Exercise requirements: List every line in the listing below that contains the string "street". Matching is case-sensitive.

Location annotation dataset excerpts
((

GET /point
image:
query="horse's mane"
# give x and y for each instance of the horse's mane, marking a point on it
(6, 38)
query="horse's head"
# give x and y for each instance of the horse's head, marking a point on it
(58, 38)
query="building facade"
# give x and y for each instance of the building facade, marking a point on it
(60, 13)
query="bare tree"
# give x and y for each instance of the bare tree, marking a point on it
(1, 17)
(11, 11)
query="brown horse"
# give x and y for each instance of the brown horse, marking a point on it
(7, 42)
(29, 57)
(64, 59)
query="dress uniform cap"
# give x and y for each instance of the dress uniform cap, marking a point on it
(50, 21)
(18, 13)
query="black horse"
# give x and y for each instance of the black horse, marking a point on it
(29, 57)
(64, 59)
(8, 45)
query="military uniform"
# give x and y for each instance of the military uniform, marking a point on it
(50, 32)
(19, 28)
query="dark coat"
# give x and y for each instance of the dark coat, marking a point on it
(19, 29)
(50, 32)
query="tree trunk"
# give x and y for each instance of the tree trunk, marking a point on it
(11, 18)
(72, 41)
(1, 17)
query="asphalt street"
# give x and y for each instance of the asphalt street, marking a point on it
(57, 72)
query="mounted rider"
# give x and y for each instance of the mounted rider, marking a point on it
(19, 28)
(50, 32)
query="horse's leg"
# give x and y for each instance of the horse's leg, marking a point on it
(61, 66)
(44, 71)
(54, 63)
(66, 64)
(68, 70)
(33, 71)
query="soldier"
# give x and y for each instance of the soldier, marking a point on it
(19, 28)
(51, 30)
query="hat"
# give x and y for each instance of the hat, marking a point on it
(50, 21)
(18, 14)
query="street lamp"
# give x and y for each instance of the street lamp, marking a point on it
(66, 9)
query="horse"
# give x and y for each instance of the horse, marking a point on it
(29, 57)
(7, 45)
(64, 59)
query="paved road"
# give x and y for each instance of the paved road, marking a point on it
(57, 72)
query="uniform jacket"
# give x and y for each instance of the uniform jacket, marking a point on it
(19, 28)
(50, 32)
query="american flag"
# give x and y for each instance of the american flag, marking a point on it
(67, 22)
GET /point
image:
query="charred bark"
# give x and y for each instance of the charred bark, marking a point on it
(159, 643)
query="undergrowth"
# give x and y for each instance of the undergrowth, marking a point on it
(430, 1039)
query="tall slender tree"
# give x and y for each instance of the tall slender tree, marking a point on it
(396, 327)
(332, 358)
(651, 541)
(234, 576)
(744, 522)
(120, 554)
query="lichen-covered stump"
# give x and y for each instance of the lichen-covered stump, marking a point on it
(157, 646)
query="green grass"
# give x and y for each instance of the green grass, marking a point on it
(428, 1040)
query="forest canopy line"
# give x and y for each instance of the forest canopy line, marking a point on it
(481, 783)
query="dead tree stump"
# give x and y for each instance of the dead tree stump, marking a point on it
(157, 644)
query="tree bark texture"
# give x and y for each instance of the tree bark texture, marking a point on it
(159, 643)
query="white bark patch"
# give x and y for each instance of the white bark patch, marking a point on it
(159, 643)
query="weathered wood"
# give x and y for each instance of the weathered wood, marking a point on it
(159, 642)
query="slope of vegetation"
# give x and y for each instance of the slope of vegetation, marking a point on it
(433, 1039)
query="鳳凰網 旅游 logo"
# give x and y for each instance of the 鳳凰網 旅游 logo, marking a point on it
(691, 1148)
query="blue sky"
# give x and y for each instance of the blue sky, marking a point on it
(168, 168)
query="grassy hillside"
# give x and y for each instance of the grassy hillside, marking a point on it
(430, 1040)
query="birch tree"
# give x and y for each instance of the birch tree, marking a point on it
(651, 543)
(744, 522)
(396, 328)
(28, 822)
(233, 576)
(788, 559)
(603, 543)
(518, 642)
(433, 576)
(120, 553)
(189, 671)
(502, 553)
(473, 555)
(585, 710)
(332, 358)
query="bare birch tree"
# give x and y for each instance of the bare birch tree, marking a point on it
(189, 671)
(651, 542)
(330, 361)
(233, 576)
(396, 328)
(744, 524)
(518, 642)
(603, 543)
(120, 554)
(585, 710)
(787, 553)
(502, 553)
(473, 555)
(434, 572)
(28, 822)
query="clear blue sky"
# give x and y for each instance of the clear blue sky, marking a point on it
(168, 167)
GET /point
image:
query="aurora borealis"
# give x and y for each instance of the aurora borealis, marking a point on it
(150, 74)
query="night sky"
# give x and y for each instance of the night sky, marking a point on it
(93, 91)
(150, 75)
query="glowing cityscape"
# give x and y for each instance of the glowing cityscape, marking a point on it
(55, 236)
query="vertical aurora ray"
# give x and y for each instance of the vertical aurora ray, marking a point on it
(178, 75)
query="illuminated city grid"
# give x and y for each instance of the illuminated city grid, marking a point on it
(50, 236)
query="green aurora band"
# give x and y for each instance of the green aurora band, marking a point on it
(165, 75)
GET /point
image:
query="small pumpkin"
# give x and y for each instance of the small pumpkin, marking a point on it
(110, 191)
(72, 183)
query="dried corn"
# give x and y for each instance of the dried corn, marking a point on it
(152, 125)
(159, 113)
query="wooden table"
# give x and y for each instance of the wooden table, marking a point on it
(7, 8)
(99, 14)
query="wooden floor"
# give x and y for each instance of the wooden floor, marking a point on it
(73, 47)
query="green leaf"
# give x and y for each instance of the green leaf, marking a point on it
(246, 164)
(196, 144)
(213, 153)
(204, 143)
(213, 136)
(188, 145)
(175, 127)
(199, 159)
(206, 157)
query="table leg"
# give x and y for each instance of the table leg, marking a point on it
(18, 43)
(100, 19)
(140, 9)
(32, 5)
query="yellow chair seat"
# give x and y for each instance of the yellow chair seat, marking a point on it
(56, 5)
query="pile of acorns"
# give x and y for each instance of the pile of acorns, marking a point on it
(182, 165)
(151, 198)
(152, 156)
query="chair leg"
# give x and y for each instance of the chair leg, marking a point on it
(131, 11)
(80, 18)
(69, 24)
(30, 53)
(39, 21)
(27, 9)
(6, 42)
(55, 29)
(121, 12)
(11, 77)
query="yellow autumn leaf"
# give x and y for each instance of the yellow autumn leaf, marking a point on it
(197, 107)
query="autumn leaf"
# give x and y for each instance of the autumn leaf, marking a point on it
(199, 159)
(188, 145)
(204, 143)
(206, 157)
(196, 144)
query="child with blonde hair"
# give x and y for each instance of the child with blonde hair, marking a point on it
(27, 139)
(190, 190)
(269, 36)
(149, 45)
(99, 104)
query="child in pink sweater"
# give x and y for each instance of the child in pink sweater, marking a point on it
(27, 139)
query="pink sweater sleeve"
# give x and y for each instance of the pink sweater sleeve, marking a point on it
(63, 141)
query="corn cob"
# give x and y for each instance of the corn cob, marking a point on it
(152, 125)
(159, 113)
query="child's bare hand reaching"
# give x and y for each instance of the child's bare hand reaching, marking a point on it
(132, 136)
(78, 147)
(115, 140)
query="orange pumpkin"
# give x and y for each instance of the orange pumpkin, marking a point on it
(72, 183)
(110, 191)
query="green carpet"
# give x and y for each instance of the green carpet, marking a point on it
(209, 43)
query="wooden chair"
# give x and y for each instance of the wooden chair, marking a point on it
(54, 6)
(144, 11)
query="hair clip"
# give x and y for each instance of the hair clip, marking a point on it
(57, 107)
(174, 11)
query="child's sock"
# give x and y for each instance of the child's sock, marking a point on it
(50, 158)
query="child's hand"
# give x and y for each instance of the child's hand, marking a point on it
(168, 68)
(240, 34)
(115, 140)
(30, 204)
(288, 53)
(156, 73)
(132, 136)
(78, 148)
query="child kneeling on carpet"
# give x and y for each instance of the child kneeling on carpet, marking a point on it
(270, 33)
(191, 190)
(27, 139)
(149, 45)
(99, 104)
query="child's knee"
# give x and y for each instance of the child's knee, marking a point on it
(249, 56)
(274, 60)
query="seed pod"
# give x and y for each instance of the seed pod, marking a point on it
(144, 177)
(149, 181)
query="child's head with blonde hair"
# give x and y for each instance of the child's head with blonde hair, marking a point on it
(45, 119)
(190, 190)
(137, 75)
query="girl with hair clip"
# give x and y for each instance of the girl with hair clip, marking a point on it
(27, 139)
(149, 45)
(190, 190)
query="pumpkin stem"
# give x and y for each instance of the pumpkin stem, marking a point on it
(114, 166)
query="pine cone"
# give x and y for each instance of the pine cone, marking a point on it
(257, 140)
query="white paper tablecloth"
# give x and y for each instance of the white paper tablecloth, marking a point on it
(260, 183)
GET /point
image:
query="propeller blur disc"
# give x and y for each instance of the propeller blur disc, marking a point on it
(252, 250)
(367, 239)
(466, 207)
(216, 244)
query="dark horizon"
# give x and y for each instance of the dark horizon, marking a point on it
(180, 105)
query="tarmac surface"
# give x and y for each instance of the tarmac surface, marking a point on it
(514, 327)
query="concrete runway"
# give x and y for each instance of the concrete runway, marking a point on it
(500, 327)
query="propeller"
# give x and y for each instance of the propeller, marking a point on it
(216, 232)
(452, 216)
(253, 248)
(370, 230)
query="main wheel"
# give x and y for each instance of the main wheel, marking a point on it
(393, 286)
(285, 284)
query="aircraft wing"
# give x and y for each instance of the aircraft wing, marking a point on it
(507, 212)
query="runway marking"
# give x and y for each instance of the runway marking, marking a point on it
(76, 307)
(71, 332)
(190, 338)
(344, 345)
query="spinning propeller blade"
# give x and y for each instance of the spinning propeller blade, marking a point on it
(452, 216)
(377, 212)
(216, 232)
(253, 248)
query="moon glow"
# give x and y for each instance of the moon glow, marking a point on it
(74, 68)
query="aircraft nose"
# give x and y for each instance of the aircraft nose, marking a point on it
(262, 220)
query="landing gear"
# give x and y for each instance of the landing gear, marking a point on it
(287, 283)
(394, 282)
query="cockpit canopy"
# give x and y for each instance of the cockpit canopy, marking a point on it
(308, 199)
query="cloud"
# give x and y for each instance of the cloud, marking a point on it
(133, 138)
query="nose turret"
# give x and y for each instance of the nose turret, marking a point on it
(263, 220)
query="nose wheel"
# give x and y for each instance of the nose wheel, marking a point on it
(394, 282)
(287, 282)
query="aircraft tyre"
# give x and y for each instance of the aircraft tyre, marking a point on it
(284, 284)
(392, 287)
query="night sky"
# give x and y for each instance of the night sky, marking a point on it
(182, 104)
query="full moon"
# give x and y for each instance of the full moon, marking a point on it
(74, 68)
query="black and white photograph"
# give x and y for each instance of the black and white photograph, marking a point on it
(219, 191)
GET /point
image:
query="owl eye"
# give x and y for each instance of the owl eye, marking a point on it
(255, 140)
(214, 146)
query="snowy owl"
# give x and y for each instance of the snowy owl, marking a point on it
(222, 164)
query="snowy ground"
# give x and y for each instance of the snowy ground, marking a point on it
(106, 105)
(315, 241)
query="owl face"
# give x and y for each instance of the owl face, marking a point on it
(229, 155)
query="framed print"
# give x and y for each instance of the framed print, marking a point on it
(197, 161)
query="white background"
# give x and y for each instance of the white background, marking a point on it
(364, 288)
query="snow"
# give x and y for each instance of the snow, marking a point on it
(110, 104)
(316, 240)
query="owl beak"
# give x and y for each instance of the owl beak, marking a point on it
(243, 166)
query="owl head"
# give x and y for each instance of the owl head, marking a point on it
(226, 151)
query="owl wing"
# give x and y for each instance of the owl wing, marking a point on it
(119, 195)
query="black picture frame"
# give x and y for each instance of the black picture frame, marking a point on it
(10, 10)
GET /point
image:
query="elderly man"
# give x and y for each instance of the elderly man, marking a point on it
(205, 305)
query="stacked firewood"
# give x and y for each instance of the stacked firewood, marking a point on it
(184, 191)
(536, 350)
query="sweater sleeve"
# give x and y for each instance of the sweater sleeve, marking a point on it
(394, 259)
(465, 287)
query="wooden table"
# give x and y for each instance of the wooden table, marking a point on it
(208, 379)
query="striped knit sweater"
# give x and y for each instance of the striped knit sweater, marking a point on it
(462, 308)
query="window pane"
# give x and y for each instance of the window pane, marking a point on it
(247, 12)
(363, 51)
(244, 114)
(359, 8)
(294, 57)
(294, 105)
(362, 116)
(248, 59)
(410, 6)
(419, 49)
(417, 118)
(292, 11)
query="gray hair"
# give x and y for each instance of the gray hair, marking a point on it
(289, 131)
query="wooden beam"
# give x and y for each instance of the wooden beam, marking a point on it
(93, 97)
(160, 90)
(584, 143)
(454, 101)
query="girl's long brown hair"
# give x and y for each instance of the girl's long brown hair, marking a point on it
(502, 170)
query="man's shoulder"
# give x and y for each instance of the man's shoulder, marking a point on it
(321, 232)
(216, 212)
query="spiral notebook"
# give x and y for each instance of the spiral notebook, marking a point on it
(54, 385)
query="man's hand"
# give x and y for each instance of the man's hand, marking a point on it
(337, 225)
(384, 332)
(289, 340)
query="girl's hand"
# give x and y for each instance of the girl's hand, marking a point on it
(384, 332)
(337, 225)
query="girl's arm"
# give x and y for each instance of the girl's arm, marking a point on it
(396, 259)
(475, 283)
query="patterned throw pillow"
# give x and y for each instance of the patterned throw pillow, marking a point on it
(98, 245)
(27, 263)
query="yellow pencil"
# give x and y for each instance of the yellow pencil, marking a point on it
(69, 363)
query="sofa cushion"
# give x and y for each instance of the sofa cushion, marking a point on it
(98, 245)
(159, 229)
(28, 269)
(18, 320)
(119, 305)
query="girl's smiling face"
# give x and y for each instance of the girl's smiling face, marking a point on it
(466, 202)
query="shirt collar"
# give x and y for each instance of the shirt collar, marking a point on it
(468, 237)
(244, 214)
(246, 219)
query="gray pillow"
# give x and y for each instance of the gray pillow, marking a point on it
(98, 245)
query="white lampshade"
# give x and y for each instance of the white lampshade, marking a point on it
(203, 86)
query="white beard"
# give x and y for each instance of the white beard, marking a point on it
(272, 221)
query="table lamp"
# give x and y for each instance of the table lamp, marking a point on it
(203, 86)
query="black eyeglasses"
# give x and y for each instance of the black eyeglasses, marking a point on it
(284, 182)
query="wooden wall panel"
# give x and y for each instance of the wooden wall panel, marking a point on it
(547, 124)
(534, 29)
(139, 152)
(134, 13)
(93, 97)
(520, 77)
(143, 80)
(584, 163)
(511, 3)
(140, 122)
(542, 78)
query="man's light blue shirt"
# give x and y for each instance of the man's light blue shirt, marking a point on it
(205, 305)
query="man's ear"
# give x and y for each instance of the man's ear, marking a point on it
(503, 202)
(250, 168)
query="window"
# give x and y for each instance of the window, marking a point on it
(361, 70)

))

Solution to the exercise:
query="asphalt street"
# give x and y for each instance of the asphalt street, marking a point on it
query="street lamp"
# give x and y for each instance of the street lamp, marking a point on it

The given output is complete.